Excerpts from location labeling data:
====
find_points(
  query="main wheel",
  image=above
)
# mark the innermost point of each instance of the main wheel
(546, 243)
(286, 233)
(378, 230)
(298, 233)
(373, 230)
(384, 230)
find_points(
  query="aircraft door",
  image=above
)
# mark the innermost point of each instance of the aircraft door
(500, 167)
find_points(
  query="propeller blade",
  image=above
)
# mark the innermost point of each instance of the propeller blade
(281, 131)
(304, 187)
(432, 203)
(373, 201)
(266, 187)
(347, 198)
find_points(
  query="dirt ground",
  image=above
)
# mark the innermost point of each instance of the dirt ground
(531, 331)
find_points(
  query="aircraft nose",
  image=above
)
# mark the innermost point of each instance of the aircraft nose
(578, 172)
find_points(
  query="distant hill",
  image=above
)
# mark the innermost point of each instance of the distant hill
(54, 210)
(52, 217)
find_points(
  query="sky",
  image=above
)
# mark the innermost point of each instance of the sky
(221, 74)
====
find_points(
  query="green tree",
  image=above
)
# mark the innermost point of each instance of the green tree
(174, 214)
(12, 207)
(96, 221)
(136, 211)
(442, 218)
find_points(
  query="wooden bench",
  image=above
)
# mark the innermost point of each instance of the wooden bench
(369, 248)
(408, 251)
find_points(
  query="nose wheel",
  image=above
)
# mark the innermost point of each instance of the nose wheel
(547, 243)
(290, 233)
====
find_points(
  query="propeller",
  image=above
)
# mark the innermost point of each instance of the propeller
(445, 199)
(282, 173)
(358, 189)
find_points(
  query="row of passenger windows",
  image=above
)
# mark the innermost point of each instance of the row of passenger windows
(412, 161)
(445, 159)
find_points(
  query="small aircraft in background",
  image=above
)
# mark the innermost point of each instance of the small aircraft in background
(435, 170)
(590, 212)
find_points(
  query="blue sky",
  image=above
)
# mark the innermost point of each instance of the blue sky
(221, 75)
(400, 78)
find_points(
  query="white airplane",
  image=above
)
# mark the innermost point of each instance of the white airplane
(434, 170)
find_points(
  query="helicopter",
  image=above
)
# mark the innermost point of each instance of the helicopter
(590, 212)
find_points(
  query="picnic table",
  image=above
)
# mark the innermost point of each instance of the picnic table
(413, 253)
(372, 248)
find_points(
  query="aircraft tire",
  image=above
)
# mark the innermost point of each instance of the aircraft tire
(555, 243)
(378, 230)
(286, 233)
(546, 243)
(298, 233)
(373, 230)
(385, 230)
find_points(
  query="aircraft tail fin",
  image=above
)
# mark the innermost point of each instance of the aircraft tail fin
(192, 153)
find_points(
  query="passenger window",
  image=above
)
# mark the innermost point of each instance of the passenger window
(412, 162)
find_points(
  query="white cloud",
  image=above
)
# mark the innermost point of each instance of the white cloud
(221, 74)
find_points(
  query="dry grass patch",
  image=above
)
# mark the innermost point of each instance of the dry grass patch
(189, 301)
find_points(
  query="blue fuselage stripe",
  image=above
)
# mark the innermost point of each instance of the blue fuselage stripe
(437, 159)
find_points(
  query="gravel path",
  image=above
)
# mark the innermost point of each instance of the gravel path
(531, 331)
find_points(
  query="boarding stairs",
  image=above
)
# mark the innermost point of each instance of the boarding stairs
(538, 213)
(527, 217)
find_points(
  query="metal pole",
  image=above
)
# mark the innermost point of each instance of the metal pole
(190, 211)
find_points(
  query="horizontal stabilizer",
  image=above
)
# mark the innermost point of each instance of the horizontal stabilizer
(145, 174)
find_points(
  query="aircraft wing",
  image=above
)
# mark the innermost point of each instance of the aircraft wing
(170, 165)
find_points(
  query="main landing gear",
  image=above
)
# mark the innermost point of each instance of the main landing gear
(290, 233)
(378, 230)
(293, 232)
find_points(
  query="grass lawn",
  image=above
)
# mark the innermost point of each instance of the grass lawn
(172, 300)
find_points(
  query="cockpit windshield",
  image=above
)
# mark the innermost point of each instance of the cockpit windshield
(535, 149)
====
WRITTEN EXERCISE: Count the lines of the data above that contain the string "windshield". Matching is case-sensitive; reply with the number alone.

ANSWER: 2